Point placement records
• • • • • • •

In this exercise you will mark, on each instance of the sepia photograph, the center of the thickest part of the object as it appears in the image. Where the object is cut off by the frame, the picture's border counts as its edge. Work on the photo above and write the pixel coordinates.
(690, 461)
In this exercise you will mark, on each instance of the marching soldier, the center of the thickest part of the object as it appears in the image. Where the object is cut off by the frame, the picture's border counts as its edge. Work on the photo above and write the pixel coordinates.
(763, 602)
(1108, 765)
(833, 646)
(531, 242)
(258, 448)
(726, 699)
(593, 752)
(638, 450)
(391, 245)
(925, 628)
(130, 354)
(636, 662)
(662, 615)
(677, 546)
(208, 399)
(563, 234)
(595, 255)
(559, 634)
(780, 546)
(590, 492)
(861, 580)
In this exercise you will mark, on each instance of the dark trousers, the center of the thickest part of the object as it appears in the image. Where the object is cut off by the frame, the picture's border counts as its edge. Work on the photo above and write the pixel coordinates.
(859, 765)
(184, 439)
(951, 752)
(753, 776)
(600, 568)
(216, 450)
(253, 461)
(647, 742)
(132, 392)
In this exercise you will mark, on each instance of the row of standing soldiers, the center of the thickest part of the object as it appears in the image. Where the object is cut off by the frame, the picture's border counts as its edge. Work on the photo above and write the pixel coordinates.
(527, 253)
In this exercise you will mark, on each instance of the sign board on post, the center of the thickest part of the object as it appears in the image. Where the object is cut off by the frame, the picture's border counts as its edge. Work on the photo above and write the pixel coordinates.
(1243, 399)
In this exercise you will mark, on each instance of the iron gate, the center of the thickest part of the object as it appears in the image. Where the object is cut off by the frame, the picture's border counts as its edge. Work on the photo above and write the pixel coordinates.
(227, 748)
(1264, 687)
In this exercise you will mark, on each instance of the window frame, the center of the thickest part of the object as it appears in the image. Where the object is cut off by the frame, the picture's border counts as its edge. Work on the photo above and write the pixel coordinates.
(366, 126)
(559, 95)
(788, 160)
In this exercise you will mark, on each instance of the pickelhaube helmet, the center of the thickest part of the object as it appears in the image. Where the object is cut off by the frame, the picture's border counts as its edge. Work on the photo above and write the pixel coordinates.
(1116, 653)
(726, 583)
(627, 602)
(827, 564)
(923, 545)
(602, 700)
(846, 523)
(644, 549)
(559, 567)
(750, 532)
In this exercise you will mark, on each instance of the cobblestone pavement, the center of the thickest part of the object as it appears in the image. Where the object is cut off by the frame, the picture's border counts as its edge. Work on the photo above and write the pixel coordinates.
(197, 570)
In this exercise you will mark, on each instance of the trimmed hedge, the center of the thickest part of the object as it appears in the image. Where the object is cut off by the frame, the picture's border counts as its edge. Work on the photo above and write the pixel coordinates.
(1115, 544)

• • • • • • •

WORK TO COMPLETE:
Print all of the entries exactly as they are written.

WRITTEN SOLUTION:
In this exercise you will mark, on each instance of the sepia photograph, the center of the thickest part of the object as it appears in the image. Where the object is cut off by the frame, the picture's border counts as its edge. Work on the photo above and write the pixel coordinates.
(690, 461)
In this exercise you will mark, on each instance of the marching soldier, the center of the thickest part of the object as it appears in the image. Where the object is cut off by the frame, the picture's border counts as its edge. Work on the photo above and write the pixel coordinates.
(763, 602)
(1108, 765)
(833, 646)
(531, 242)
(258, 448)
(726, 699)
(593, 752)
(638, 450)
(391, 245)
(925, 628)
(130, 354)
(636, 662)
(662, 615)
(677, 546)
(208, 399)
(563, 234)
(595, 255)
(559, 634)
(780, 546)
(590, 492)
(861, 580)
In this exercise you will mark, on each instance of the dark trousers, the center of the thickest part of the object as it appears in the image. Where the object is cut off by the frame, the picture's border counts as its edge. Work on the photo above and write the pixel coordinates.
(859, 765)
(184, 439)
(951, 752)
(753, 776)
(600, 568)
(216, 450)
(253, 461)
(647, 742)
(132, 392)
In this exercise you will mark, on each instance of the row of standing soldiers, the center of the thickest part of the object as it appears in the image. Where the object is cut off by the frame, the picture's border counts as its edge. Work on the photo above and write the pixel coordinates.
(527, 253)
In this exercise you will mark, on each instance of the sign board on post, the center of the thickest part of the object as it appears in the image. Where the object is cut off by the frame, the picture's border counts as its edge. Work on the photo above and write the pixel coordinates.
(1243, 399)
In this exercise you will mark, on each instance of the iron gate, the center of the thickest part of the object as it appears in the image. Where the object is cut off by the frame, the picture's border counts as its edge. Work on the photo above and write the pixel coordinates.
(227, 748)
(1264, 687)
In this exercise you will mark, on each instance of the window frame, the center of the thickest part of the object as it appears in the image. Where the object is cut off by the frame, the picture's border counts as its edge. Work on the photo above and write the pixel coordinates.
(366, 126)
(559, 95)
(788, 160)
In this exercise you will mark, on each instance of the pickelhaube helmet, the center of the thickest part of the object as it appears in the image. Where the object is cut off by the frame, the picture's border counts as its edge. Work on the photo above and write the pixel coordinates.
(1116, 653)
(726, 583)
(627, 602)
(827, 564)
(923, 545)
(602, 700)
(846, 523)
(644, 549)
(559, 567)
(750, 532)
In this exercise you will mark, on each instance of the cobblestone pavement, the center of the thickest part of the object as it appears in the image. Where the object is cut off by the frame, the picture's border counts as its edge. Work on the photo above and write the pixel coordinates.
(197, 570)
In this exercise you will mark, on each instance of the trimmed hedge, the center of the thickest part of the object as it appears in the image. Where the object is cut off by the frame, the picture's border counts as its edge. Work on the photo above and write the pixel coordinates.
(1115, 544)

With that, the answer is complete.